### [EXERCISE DIRECTIONS]
Scan the entries below and count the lines holding the string "positive". Supply only the number.

START MATERIAL FOR THIS EXERCISE

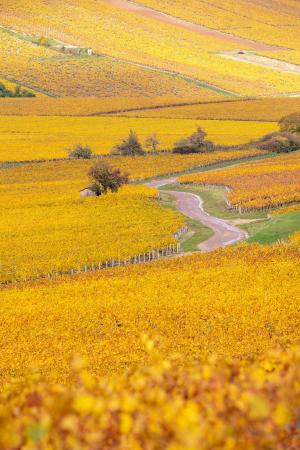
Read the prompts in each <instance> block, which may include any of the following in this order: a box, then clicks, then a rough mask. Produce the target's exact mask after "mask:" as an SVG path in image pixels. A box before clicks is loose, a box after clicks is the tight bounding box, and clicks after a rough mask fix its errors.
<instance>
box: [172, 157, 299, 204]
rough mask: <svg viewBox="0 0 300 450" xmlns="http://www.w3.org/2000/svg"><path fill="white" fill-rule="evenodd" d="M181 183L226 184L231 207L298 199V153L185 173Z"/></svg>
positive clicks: (298, 165)
mask: <svg viewBox="0 0 300 450" xmlns="http://www.w3.org/2000/svg"><path fill="white" fill-rule="evenodd" d="M180 181H181V182H182V183H196V184H207V185H209V184H211V185H221V186H228V187H230V188H231V189H232V190H231V192H229V194H228V200H229V201H230V203H231V205H232V206H233V207H241V208H242V209H246V210H256V209H261V208H278V207H280V206H282V205H285V204H289V203H296V202H299V201H300V154H299V152H296V153H290V154H288V155H281V156H278V157H276V158H272V159H271V160H268V161H259V162H255V163H246V164H242V165H240V166H235V167H230V168H228V169H222V170H218V171H216V172H211V173H198V174H190V175H184V176H182V177H181V178H180Z"/></svg>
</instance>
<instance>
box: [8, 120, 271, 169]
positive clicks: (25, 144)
mask: <svg viewBox="0 0 300 450" xmlns="http://www.w3.org/2000/svg"><path fill="white" fill-rule="evenodd" d="M198 126H201V127H203V128H204V129H205V130H206V132H207V133H208V136H209V138H210V139H211V140H212V141H214V142H215V143H216V144H225V145H228V144H230V145H235V144H243V143H246V142H249V141H250V140H251V139H256V138H259V137H261V136H263V135H264V134H267V133H270V132H272V131H275V130H277V125H276V124H274V123H271V122H236V121H192V120H181V119H179V120H176V119H143V118H141V119H135V118H123V117H55V116H52V117H34V119H33V118H32V117H31V116H26V117H25V118H24V117H22V116H16V117H11V116H0V161H31V160H36V159H53V158H65V157H67V151H66V149H67V148H70V147H72V146H73V145H76V144H78V143H81V144H83V145H89V146H90V147H92V149H93V151H94V152H95V153H97V154H107V153H110V151H111V149H112V148H113V147H114V146H115V145H116V144H118V143H119V142H120V141H122V139H123V138H125V137H126V136H127V135H128V134H129V131H130V130H134V131H135V132H136V133H137V134H138V136H139V138H140V139H141V141H142V142H143V143H144V141H145V138H146V137H147V136H149V135H150V134H151V133H156V134H157V137H158V139H159V141H160V147H159V148H160V149H162V150H165V149H171V148H172V146H173V144H174V142H175V141H177V140H178V139H180V138H182V137H184V136H186V135H190V134H191V133H192V132H194V131H195V129H196V128H197V127H198ZM237 129H238V130H239V133H238V134H237V133H236V131H237Z"/></svg>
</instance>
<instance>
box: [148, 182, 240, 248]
mask: <svg viewBox="0 0 300 450" xmlns="http://www.w3.org/2000/svg"><path fill="white" fill-rule="evenodd" d="M174 182H176V178H169V179H167V180H158V181H153V182H151V183H149V184H148V186H152V187H157V188H159V187H160V186H164V185H167V184H171V183H174ZM163 192H166V193H168V194H171V195H172V196H174V197H175V198H176V206H177V209H178V210H179V211H180V212H182V213H183V214H184V215H185V216H188V217H191V218H192V219H196V220H199V221H200V222H201V223H203V224H204V225H206V226H208V227H209V228H211V229H212V230H213V231H214V235H213V236H212V237H211V238H209V239H208V240H207V241H205V242H202V243H201V244H200V245H199V249H200V250H202V251H204V252H210V251H212V250H216V249H217V248H221V247H226V246H227V245H230V244H234V243H235V242H238V241H241V240H242V239H245V238H246V237H247V233H246V232H245V231H243V230H241V229H240V228H237V227H235V226H233V225H230V224H229V223H227V222H225V221H224V220H222V219H218V218H217V217H213V216H210V215H209V214H208V213H207V212H205V211H204V209H203V207H202V200H201V198H200V197H199V196H198V195H195V194H190V193H187V192H177V191H163Z"/></svg>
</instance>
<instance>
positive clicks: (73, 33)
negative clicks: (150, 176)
mask: <svg viewBox="0 0 300 450" xmlns="http://www.w3.org/2000/svg"><path fill="white" fill-rule="evenodd" d="M150 3H151V2H149V4H148V6H151V7H154V8H157V9H161V8H163V9H164V8H167V9H168V12H169V13H174V14H175V16H177V17H180V16H181V14H183V15H185V14H188V16H189V17H184V18H187V19H188V20H190V21H192V22H193V21H195V20H198V21H199V23H200V24H201V25H204V26H208V27H212V28H214V29H215V28H217V29H218V30H222V33H223V32H225V35H224V34H222V33H221V34H220V35H218V34H214V33H211V34H209V33H204V32H203V33H202V34H201V33H200V34H199V33H196V32H195V31H193V30H189V29H185V28H183V27H178V26H177V25H176V24H174V23H170V22H169V23H164V22H162V21H160V20H157V18H154V17H148V16H143V15H141V14H136V13H135V12H132V11H128V10H126V8H125V9H124V8H123V7H119V6H117V5H115V4H114V5H113V4H110V3H109V2H107V1H104V0H102V1H98V2H95V1H93V0H86V1H84V2H80V3H79V4H78V2H74V1H73V0H72V1H69V3H68V7H67V11H68V14H67V15H66V14H65V9H66V6H65V3H64V2H62V1H57V3H56V8H55V9H54V10H53V8H51V6H50V5H48V4H46V3H45V2H42V1H41V0H36V1H35V3H34V7H32V6H31V5H28V2H25V0H20V1H19V2H18V5H17V7H16V4H15V2H14V1H13V0H8V1H7V2H5V4H3V5H1V6H2V8H1V12H0V22H2V24H3V25H5V26H6V27H13V28H15V29H17V30H18V31H20V32H23V31H25V32H27V33H29V34H32V35H35V36H38V35H46V36H47V37H49V38H51V39H53V38H54V39H57V40H61V41H62V42H64V43H67V44H73V45H78V46H83V47H91V48H92V49H93V51H94V53H95V54H98V55H100V56H101V55H109V56H110V57H112V58H115V59H114V60H111V59H109V60H107V59H103V58H100V59H99V58H93V57H91V58H89V59H88V60H85V61H84V64H83V61H82V60H81V59H80V58H66V59H65V58H63V60H61V58H58V60H57V58H56V57H53V54H52V57H50V60H49V61H46V63H45V62H44V64H42V66H41V62H42V59H41V58H42V56H41V58H40V59H38V60H33V66H32V70H31V74H30V73H27V76H28V75H29V78H30V77H32V78H33V77H36V78H37V79H38V81H39V84H40V85H42V84H43V89H45V90H49V91H51V90H53V92H54V93H56V95H66V94H67V93H69V95H70V94H71V95H78V91H80V92H81V94H82V93H83V92H85V94H86V95H92V91H94V93H95V91H96V92H97V90H98V92H97V95H111V92H110V90H109V84H108V83H107V81H108V80H111V79H112V78H113V79H115V88H114V89H113V92H116V93H118V94H119V95H120V93H121V95H124V90H125V89H126V82H125V81H124V80H127V82H128V81H129V80H130V84H133V85H132V86H131V87H129V89H131V90H133V91H134V92H135V95H137V92H138V91H140V92H141V90H142V87H141V85H142V86H143V87H144V90H145V91H147V85H148V84H149V93H150V95H151V92H152V93H153V91H151V85H152V86H153V87H154V85H155V83H156V84H157V86H158V88H159V86H161V93H162V94H167V93H170V87H169V88H168V87H167V86H166V85H165V84H164V83H163V79H166V77H167V79H169V76H168V75H167V73H169V72H171V73H173V74H176V73H177V74H178V73H179V74H181V76H183V77H190V81H193V80H194V82H195V81H197V80H198V81H201V82H204V83H207V84H208V85H210V87H211V88H214V86H215V87H216V88H220V89H223V90H225V91H229V92H232V93H234V94H238V95H243V96H245V95H246V96H249V95H266V94H268V95H271V94H273V95H274V94H277V93H284V94H288V93H291V92H298V91H299V75H297V74H287V73H284V72H283V73H281V72H278V71H276V70H272V69H268V68H264V67H259V66H255V65H249V64H246V63H241V62H239V61H230V60H224V59H223V58H222V56H220V55H218V52H220V51H239V50H241V49H242V50H251V45H250V44H249V42H248V41H247V40H246V41H242V43H243V45H242V44H241V42H240V40H239V39H232V38H230V39H229V38H228V34H227V33H229V34H233V35H234V36H239V37H241V38H246V39H250V40H251V41H258V42H260V49H261V50H262V51H264V50H265V51H267V50H270V45H271V46H272V45H277V46H278V47H279V48H275V50H278V51H281V50H282V47H288V48H292V49H294V50H295V51H297V49H299V48H300V44H299V37H298V33H297V31H296V30H297V26H298V24H299V20H300V19H299V18H298V16H297V15H295V14H294V15H291V13H290V10H289V12H285V11H273V12H272V13H271V15H270V14H269V11H267V9H266V8H264V7H260V6H259V5H257V4H256V5H251V6H250V7H249V5H248V6H247V7H246V4H245V3H243V1H240V2H239V7H240V8H246V9H247V14H246V16H245V17H243V16H242V15H239V14H236V12H235V9H236V7H235V4H234V3H233V2H230V1H228V2H227V5H226V7H225V8H224V7H222V6H221V4H218V2H216V3H215V4H212V3H211V4H210V3H207V2H206V3H205V4H204V3H201V2H200V3H199V2H192V4H191V5H190V6H189V8H188V9H187V11H188V12H187V13H185V12H183V11H182V7H181V6H180V2H173V6H172V5H171V7H170V5H169V4H168V3H167V4H164V5H165V6H164V5H162V4H161V3H162V2H156V3H155V2H153V4H150ZM206 7H207V8H208V11H210V10H211V13H212V14H213V15H214V16H213V17H214V20H213V25H212V23H208V21H209V20H210V19H209V17H210V15H209V14H207V11H206ZM169 8H170V10H169ZM224 9H225V11H224ZM204 11H205V13H204ZM257 14H258V15H259V17H261V20H260V21H259V22H258V21H255V20H253V17H255V15H257ZM204 15H205V17H204ZM49 16H50V17H51V24H50V25H51V26H49V22H48V19H47V18H48V17H49ZM220 16H222V18H223V21H221V19H220ZM224 16H225V17H224ZM33 17H34V19H33ZM79 18H80V20H79ZM195 18H196V19H195ZM249 21H250V24H251V25H250V27H249ZM245 23H248V26H247V27H246V26H245ZM278 23H280V24H282V26H280V27H279V26H278V27H277V26H276V24H278ZM243 24H244V25H243ZM94 25H96V26H94ZM286 29H288V30H289V33H286V32H285V31H286ZM271 30H272V31H271ZM287 35H288V37H287ZM269 36H272V37H271V38H270V37H269ZM3 39H4V38H3V36H2V39H1V41H3ZM6 39H7V37H5V40H6ZM12 39H14V38H13V37H10V40H12ZM1 41H0V43H1ZM235 41H237V42H235ZM287 41H288V45H287ZM124 42H125V43H126V46H125V51H124ZM265 44H268V45H267V46H265ZM18 45H21V44H18V43H15V44H13V43H12V42H11V44H10V48H11V49H13V48H14V47H16V48H18ZM241 45H242V48H241ZM256 45H258V46H259V44H256ZM22 46H23V47H24V49H23V51H22V52H21V55H23V54H26V51H27V50H26V49H25V47H26V46H29V43H28V42H27V43H26V45H25V43H23V44H22ZM252 46H253V44H252ZM3 47H4V48H3V49H2V50H1V51H3V52H4V53H6V51H5V46H3ZM178 49H180V51H178ZM38 50H40V49H38ZM38 50H37V51H38ZM43 50H45V49H43ZM283 50H284V51H285V52H286V49H285V48H284V49H283ZM30 51H31V50H30ZM49 51H50V52H51V50H49V49H47V56H45V57H46V58H48V56H50V55H49V53H48V52H49ZM257 51H258V49H257ZM15 53H16V52H14V51H13V50H12V53H11V55H12V58H10V59H8V60H7V63H6V64H5V66H2V69H1V67H0V73H1V72H2V73H3V71H7V73H9V72H10V73H15V72H16V67H15V65H14V64H13V62H11V63H10V62H9V61H13V58H14V56H13V55H14V54H15ZM52 53H53V52H52ZM16 57H17V56H16ZM20 62H21V61H20ZM128 62H131V63H134V66H130V65H128V64H127V63H128ZM102 64H103V68H102ZM136 64H137V65H138V66H136ZM20 66H21V67H22V65H20V64H18V67H20ZM145 66H146V67H145ZM100 68H101V70H99V69H100ZM147 68H148V69H149V68H152V69H153V68H155V69H156V70H158V71H160V73H159V72H149V70H147ZM114 69H115V70H114ZM19 70H20V69H19ZM145 70H146V73H145ZM44 71H45V72H44ZM47 71H48V74H49V75H50V74H51V75H52V77H49V76H46V77H43V74H44V73H46V72H47ZM132 71H136V72H135V74H136V75H137V73H139V74H140V77H136V76H135V77H132V75H134V73H133V72H132ZM120 72H123V75H124V77H122V76H121V73H120ZM127 72H128V73H127ZM163 72H165V74H163ZM166 72H167V73H166ZM74 73H76V84H74V85H73V84H70V83H68V80H69V81H70V80H71V78H72V77H74ZM88 73H93V74H94V75H93V77H89V76H88ZM109 73H113V74H114V75H113V77H110V76H109ZM15 74H16V75H17V73H15ZM24 75H25V74H24ZM152 76H153V77H154V78H155V80H156V77H158V79H157V82H155V81H153V83H151V77H152ZM70 77H71V78H70ZM120 77H121V78H120ZM97 78H98V82H97V84H96V83H95V82H93V81H91V80H95V79H97ZM133 79H138V80H139V83H140V84H139V85H134V83H133ZM58 80H63V81H64V83H62V85H60V84H59V82H58ZM175 81H176V83H177V89H179V90H180V87H179V86H178V82H179V80H175ZM124 83H125V86H124ZM176 83H175V84H176ZM181 83H183V84H182V85H181V91H183V90H185V95H189V94H190V93H191V92H190V91H189V92H188V89H189V88H188V86H187V84H186V82H184V81H183V80H181ZM139 86H140V87H139ZM196 86H197V84H195V85H194V87H196ZM174 89H175V90H176V86H175V87H174ZM174 89H173V94H174ZM190 89H192V88H191V87H190ZM162 91H164V92H162ZM114 95H115V94H114ZM125 95H126V94H125Z"/></svg>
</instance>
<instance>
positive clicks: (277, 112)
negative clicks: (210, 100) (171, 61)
mask: <svg viewBox="0 0 300 450" xmlns="http://www.w3.org/2000/svg"><path fill="white" fill-rule="evenodd" d="M0 107H1V102H0ZM299 110H300V98H299V97H294V98H292V97H291V98H263V99H246V100H234V101H232V100H230V101H224V102H221V101H216V102H211V103H210V104H197V105H187V106H176V107H164V108H158V109H155V110H153V109H152V110H144V111H132V112H126V113H121V114H122V115H126V117H155V118H157V117H161V118H170V119H171V118H173V119H194V120H195V119H202V120H203V119H210V120H213V119H219V120H221V119H223V120H254V121H259V120H261V121H274V122H278V121H279V120H280V119H281V118H282V117H284V116H287V115H289V114H292V113H294V112H298V111H299Z"/></svg>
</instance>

END MATERIAL FOR THIS EXERCISE

### [FINISHED TASK]
4